Position annotation records
╔══

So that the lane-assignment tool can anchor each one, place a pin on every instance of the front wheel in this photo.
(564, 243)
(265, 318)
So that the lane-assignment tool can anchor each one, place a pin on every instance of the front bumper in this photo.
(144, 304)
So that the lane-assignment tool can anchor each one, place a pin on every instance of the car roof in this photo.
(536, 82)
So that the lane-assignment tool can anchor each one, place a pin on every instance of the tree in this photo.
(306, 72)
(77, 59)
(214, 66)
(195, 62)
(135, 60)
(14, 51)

╚══
╔══

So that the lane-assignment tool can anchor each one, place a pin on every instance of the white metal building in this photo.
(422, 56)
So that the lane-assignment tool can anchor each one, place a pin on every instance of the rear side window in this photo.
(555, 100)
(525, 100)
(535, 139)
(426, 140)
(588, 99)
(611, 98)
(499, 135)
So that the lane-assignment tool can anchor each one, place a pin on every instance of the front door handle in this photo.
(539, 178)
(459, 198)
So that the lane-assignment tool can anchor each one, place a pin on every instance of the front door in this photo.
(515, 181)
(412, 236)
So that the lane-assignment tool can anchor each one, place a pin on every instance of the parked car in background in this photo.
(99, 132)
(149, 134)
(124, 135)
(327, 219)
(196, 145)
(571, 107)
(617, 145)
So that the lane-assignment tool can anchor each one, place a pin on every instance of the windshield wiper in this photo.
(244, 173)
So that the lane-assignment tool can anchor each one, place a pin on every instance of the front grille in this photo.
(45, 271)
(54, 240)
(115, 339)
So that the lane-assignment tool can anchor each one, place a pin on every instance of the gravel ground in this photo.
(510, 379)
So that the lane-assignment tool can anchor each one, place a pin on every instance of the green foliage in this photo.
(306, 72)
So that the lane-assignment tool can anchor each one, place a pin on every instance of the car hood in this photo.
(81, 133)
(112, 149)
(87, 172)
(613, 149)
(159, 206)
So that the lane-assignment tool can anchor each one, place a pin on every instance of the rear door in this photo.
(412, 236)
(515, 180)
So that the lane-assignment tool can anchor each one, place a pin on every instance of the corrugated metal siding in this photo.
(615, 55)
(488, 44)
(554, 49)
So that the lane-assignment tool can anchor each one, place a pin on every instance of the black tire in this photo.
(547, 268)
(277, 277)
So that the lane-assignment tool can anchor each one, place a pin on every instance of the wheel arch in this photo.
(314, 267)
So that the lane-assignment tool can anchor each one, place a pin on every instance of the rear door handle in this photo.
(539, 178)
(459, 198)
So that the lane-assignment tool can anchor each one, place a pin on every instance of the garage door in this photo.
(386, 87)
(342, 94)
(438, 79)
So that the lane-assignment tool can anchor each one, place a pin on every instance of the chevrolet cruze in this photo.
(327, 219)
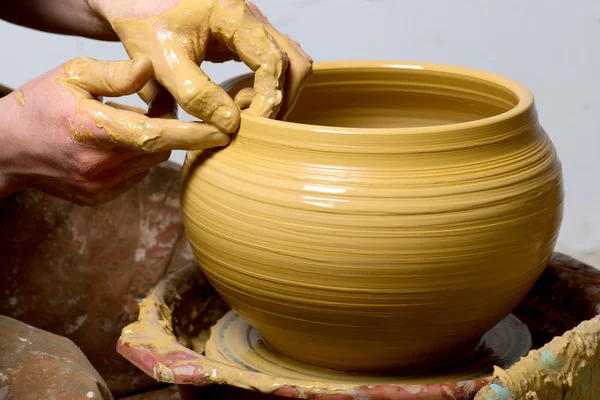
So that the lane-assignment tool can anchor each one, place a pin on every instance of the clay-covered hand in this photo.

╚══

§ **EXERCISE DESCRIPTION**
Recast the lines from the one containing "cruze in this photo." through the one containing "hand in this photo." as a JSON list of strings, one string per line, skipping blank lines. Leave the pictures out.

§ **FINISHED ANSWER**
[
  "So that the lane-assignment tool can anchor each one, place a pin on every instance of the chevrolet cruze in this photo.",
  "(327, 219)",
  "So that the lane-assignment tool can anchor each one, place a pin on every instance of the clay-covered hand in this photo."
]